### [SET EXERCISE]
In the stored data below, rewrite every line of the part that opens with the line containing "Greenhouse-scouting task: tag the green" and closes with the line containing "point(241, 432)", both ends included. Multiply each point coordinate by 2.4 and round it to a whole number, with halves rounding up, leaving all other text unchanged.

— START ROWS —

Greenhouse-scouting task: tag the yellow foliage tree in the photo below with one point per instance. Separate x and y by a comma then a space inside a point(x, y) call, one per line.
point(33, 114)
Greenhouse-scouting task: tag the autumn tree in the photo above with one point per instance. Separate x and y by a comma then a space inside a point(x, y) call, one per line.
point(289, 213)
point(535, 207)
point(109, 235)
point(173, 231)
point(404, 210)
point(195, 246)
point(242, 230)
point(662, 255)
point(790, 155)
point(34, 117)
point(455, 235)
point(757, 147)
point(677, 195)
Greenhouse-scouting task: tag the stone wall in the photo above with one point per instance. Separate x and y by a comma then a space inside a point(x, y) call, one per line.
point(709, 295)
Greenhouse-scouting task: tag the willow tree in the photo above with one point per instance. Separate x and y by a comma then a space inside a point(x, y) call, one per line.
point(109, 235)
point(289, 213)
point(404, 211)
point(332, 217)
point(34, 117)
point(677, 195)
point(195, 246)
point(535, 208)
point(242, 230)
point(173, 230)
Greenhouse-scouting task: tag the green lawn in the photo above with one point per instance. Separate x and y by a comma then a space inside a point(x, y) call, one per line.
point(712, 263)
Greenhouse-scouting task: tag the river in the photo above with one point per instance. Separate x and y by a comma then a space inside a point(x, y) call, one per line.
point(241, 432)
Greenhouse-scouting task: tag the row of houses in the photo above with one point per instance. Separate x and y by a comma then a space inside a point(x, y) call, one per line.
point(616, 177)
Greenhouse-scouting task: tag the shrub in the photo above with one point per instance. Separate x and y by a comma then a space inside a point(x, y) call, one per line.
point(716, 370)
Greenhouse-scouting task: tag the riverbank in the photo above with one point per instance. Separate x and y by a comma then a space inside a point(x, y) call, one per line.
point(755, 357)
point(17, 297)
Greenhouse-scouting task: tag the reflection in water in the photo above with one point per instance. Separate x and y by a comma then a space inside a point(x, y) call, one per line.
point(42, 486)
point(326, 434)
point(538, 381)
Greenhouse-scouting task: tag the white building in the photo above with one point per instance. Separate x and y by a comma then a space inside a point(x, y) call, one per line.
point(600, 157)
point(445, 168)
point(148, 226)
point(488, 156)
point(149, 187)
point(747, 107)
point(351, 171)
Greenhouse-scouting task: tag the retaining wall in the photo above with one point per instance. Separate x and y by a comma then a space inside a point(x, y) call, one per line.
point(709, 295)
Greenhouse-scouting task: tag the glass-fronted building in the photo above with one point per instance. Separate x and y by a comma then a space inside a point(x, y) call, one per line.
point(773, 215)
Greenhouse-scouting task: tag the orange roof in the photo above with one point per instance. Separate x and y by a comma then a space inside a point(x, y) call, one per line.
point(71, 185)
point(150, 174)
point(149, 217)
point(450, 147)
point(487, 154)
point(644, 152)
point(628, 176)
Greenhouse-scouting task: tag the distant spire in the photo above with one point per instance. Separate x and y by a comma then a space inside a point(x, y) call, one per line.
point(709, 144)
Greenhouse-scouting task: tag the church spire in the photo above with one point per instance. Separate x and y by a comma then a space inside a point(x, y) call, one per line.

— END ROWS —

### [ANSWER BELOW]
Greenhouse-scouting task: tag the green lawn in the photo above with one point per instance. Separate x and y by a comma then a space inside a point(x, y) call, one per line.
point(1709, 631)
Greenhouse-scouting task: tag the river in the photo above with one point per instance. Separate x and y by a comma then a space inside a point(x, y) call, one per line.
point(578, 1037)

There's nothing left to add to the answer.